GOAL: Starting at the line that holds "Given the image above, determine whether any braided", set down each line through the end of the listing, exactly as written and with nothing added.

-- START --

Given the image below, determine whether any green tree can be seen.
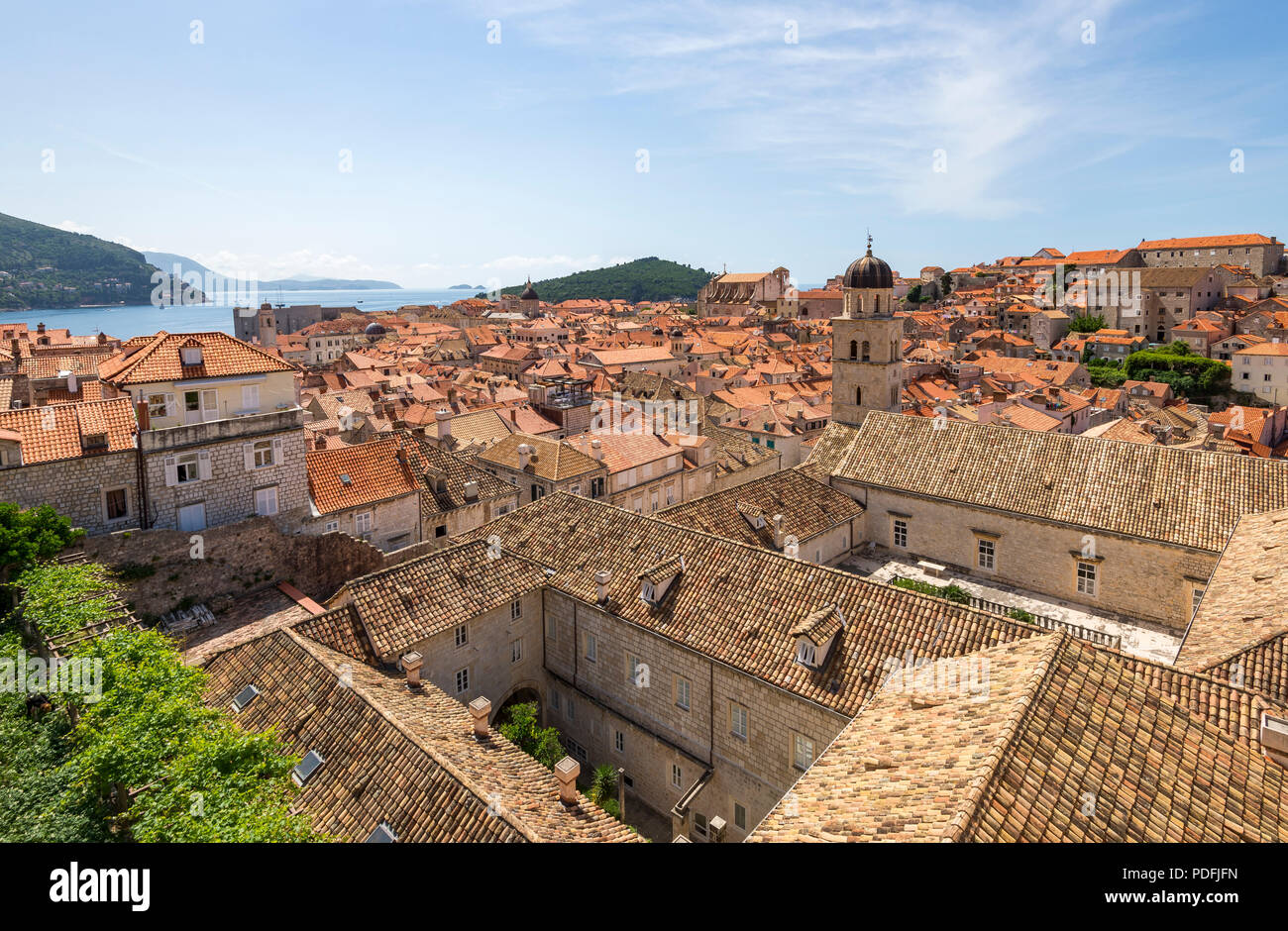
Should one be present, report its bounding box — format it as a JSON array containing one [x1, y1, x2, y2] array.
[[587, 763, 617, 807], [499, 702, 567, 769], [8, 564, 318, 841], [1069, 314, 1105, 334], [0, 501, 85, 583]]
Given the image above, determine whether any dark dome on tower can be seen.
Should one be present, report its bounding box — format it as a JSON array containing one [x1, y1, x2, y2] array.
[[842, 236, 894, 287]]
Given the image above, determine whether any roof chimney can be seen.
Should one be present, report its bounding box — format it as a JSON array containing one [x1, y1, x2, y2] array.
[[469, 695, 492, 741], [595, 569, 613, 604], [555, 756, 581, 807], [402, 651, 425, 689]]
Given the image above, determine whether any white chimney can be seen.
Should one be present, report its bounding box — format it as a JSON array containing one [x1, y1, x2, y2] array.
[[595, 569, 613, 604], [555, 756, 581, 807], [469, 695, 492, 741], [402, 651, 425, 689]]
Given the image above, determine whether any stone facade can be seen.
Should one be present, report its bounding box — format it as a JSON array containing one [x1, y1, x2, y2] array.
[[141, 407, 309, 529], [832, 476, 1220, 630], [0, 450, 139, 533]]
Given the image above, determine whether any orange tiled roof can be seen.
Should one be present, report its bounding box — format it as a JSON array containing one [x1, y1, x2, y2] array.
[[98, 330, 299, 386]]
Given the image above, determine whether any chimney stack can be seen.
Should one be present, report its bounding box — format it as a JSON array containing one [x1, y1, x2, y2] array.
[[595, 569, 613, 604], [469, 695, 492, 741], [555, 756, 581, 807], [402, 651, 425, 689]]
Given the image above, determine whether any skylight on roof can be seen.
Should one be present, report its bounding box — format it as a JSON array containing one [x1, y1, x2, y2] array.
[[233, 685, 259, 711], [291, 750, 326, 785], [364, 821, 398, 844]]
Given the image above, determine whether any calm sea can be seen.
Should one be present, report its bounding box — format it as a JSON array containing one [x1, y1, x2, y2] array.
[[0, 288, 478, 339]]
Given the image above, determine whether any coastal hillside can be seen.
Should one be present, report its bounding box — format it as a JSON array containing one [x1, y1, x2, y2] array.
[[0, 214, 186, 310], [501, 257, 711, 304]]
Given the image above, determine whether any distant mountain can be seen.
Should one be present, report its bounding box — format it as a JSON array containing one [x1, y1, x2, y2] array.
[[501, 255, 711, 304], [259, 278, 402, 291], [145, 253, 402, 291], [0, 214, 195, 310]]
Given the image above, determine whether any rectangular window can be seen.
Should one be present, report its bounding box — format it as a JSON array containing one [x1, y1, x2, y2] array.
[[255, 485, 277, 518], [1078, 561, 1096, 595], [729, 702, 747, 741], [894, 520, 909, 550], [103, 488, 130, 520], [979, 540, 997, 569], [793, 734, 814, 769], [176, 452, 201, 484]]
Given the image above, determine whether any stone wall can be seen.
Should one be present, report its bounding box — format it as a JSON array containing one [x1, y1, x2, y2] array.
[[142, 408, 309, 529], [0, 450, 139, 533], [84, 518, 385, 618], [832, 477, 1219, 630]]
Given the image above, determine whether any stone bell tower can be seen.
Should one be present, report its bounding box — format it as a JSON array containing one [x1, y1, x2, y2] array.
[[832, 236, 903, 426]]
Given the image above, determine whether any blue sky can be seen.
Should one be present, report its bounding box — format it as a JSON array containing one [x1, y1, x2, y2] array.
[[0, 0, 1288, 286]]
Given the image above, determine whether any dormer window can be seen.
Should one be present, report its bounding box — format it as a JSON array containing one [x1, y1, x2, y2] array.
[[639, 557, 684, 608], [793, 605, 845, 670]]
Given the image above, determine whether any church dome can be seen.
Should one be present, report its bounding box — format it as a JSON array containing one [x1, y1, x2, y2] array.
[[844, 236, 894, 287]]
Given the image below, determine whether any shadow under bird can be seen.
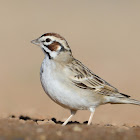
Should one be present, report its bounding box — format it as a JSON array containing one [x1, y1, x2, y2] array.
[[31, 33, 140, 126]]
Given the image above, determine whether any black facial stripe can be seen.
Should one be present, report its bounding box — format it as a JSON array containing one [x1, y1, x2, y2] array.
[[42, 48, 52, 59], [43, 41, 66, 52]]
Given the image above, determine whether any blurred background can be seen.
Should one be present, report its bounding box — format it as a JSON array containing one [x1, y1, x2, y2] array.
[[0, 0, 140, 125]]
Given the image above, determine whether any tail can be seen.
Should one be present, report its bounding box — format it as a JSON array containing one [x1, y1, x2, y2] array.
[[110, 98, 140, 105], [122, 98, 140, 105]]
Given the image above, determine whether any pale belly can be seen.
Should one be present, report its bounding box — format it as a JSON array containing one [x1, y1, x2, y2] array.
[[40, 58, 102, 110]]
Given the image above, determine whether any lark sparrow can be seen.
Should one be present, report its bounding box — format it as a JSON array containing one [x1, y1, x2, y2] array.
[[32, 33, 140, 125]]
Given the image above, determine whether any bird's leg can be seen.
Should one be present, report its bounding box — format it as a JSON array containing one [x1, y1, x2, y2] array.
[[62, 110, 76, 126], [88, 108, 95, 125]]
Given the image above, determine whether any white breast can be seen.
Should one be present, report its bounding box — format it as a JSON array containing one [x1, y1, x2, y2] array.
[[40, 57, 99, 110]]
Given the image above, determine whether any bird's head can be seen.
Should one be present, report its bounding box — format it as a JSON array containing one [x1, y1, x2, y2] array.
[[31, 33, 71, 59]]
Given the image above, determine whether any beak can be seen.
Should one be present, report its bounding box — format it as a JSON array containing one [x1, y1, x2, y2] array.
[[31, 38, 40, 45]]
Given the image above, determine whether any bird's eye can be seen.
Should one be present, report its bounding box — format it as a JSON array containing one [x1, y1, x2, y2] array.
[[46, 38, 51, 42]]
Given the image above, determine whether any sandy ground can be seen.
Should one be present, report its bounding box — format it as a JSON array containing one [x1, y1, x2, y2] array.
[[0, 116, 140, 140]]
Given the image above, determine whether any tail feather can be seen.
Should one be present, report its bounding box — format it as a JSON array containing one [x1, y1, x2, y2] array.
[[122, 98, 140, 105], [109, 98, 140, 105]]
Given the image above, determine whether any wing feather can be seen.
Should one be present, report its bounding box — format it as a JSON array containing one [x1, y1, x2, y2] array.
[[67, 59, 130, 98]]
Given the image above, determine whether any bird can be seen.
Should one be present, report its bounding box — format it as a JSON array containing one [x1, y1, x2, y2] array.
[[31, 32, 140, 126]]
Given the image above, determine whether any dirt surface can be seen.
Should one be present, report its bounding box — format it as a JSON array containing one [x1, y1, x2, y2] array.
[[0, 116, 140, 140]]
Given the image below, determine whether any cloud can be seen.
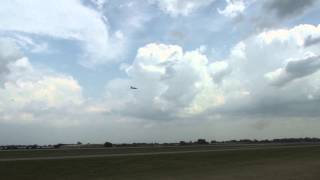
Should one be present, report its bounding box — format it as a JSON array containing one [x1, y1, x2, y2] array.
[[209, 61, 231, 83], [0, 0, 125, 66], [0, 39, 85, 124], [106, 43, 228, 119], [304, 36, 320, 47], [0, 38, 22, 86], [209, 24, 320, 118], [150, 0, 215, 17], [264, 0, 317, 18], [265, 55, 320, 86], [218, 0, 246, 18]]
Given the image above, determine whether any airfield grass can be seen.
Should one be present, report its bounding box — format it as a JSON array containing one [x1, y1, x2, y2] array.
[[0, 146, 320, 180]]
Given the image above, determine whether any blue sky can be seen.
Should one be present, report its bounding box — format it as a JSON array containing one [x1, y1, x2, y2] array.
[[0, 0, 320, 144]]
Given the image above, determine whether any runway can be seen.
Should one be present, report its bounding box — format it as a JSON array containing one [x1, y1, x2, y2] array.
[[0, 144, 320, 162]]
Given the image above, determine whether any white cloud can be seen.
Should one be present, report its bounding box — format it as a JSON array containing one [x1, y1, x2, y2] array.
[[218, 0, 246, 18], [265, 55, 320, 86], [106, 44, 228, 119], [0, 0, 124, 66], [150, 0, 215, 17], [0, 39, 85, 124]]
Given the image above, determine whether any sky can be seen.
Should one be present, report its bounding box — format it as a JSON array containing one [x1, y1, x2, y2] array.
[[0, 0, 320, 144]]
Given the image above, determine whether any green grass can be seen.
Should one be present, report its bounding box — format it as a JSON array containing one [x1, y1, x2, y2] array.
[[0, 147, 320, 180]]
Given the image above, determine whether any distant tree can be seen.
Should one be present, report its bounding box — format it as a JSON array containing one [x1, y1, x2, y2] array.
[[103, 142, 112, 147]]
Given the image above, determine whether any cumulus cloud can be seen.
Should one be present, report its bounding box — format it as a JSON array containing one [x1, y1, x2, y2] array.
[[0, 38, 22, 85], [0, 39, 84, 124], [304, 35, 320, 47], [106, 44, 228, 119], [150, 0, 215, 17], [212, 25, 320, 118], [0, 0, 124, 66], [218, 0, 246, 18], [265, 55, 320, 86], [209, 61, 231, 83], [264, 0, 317, 18]]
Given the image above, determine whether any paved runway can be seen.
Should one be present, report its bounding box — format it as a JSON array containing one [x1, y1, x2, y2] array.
[[0, 145, 320, 162]]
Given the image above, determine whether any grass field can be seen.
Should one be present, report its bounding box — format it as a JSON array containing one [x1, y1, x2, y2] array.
[[0, 145, 320, 180]]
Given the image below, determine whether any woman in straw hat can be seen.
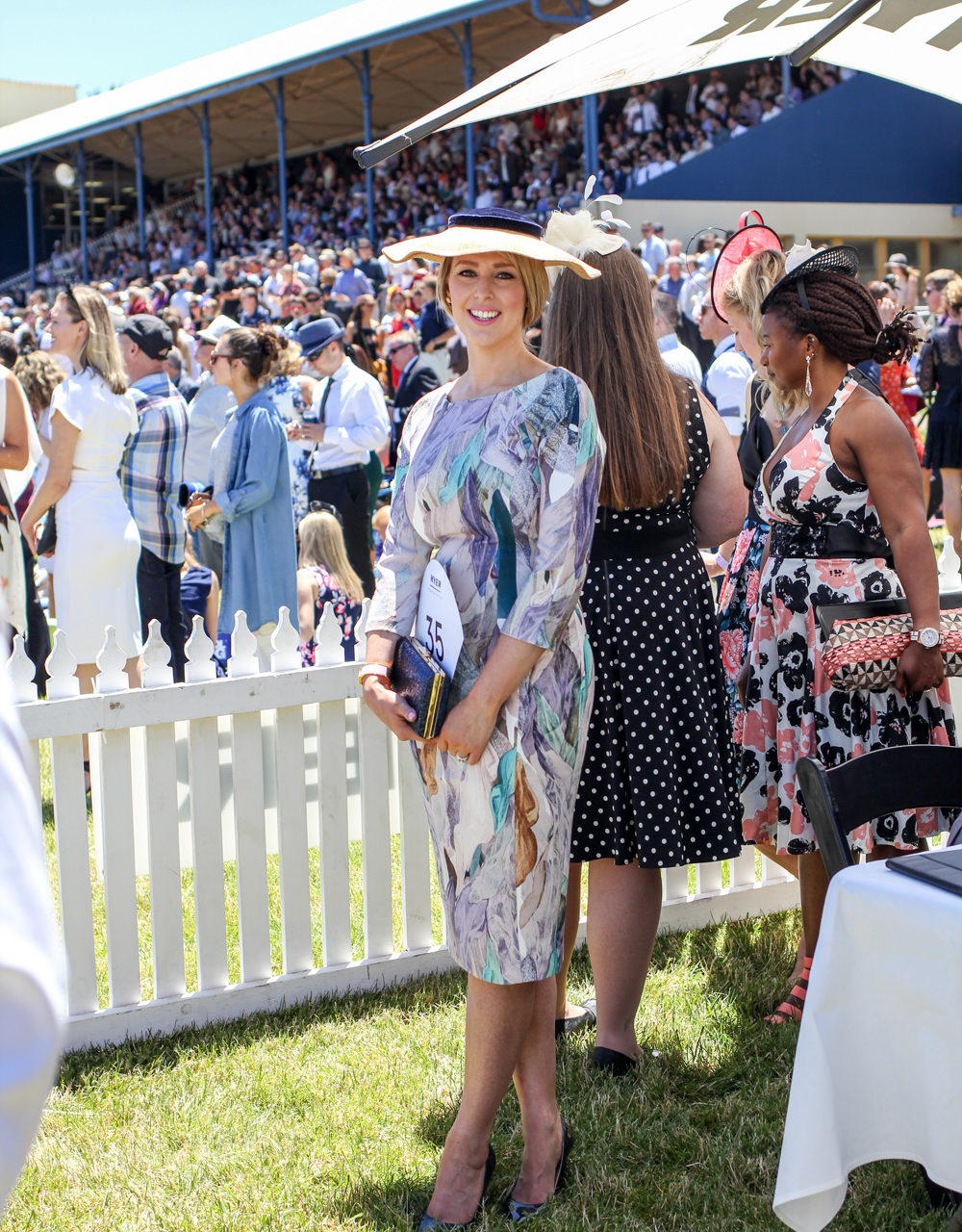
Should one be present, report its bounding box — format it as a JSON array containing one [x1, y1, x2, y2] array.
[[361, 210, 603, 1228]]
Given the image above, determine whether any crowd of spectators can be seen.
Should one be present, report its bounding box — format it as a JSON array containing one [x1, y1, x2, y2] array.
[[16, 62, 848, 287]]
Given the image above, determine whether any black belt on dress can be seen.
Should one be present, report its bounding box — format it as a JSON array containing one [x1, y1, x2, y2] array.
[[588, 512, 695, 564], [311, 462, 364, 479], [769, 523, 892, 562]]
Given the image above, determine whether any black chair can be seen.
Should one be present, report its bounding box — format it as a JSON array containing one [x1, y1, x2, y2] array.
[[798, 744, 962, 877]]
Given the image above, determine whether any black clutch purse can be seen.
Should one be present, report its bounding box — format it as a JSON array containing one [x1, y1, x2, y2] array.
[[390, 637, 448, 740], [37, 505, 57, 555]]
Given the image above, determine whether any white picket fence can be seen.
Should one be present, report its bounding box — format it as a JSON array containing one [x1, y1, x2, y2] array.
[[6, 608, 798, 1048]]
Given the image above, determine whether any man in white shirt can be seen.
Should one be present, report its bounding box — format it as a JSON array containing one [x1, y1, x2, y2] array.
[[698, 295, 752, 445], [638, 223, 668, 278], [184, 316, 238, 581], [651, 291, 702, 389], [0, 654, 62, 1211], [289, 317, 391, 595]]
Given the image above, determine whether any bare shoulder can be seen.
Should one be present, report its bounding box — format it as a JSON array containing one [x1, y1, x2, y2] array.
[[833, 386, 901, 443]]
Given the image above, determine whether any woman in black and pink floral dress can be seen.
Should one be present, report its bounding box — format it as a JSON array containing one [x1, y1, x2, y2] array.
[[742, 247, 954, 1024]]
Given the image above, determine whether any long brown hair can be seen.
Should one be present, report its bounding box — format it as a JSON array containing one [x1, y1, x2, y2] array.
[[57, 285, 127, 393], [541, 247, 689, 509]]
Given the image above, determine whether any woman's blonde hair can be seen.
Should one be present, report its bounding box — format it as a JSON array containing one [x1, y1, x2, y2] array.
[[541, 247, 691, 509], [721, 247, 808, 414], [297, 512, 365, 603], [57, 285, 127, 393], [13, 351, 66, 418], [438, 252, 550, 329], [943, 274, 962, 312]]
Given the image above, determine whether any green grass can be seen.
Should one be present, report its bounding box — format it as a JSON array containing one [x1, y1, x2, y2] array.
[[3, 914, 946, 1232], [9, 739, 948, 1232]]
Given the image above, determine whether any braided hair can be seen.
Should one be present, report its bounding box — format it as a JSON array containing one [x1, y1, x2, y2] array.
[[765, 270, 919, 365]]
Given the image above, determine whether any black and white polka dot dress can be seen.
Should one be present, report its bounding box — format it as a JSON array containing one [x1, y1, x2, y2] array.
[[571, 388, 742, 868]]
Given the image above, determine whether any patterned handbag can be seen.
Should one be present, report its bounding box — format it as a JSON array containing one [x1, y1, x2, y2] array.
[[817, 590, 962, 692]]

-- END --

COMPLETED EXERCISE:
Given the image above, determine whether any braided hair can be seen.
Should one be present, report its bounding box — format it as a JSON array containing one [x1, y1, x2, y2] array.
[[765, 270, 919, 365]]
Given the image above, determine whether any black and white polka dot dress can be seen.
Should one be present, report its bounding box — format it as a JSON array containing one [x1, y1, x2, y2] array.
[[571, 388, 742, 868]]
Given the image above, determine whether any patterned handbag can be seen.
Should one be present, report its bounding box — format it as a JSON array containing one [x1, y1, x2, y2] array.
[[817, 590, 962, 692]]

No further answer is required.